- Task statement -
Copy each line of the records below without any changes.

======== Source material ========

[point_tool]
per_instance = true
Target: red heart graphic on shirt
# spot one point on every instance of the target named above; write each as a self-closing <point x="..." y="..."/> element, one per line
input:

========

- Finished exercise -
[point_tool]
per_instance = true
Target: red heart graphic on shirt
# spot one point on every instance of the target named above; write each as a self-closing <point x="..." y="..."/> element, one per line
input:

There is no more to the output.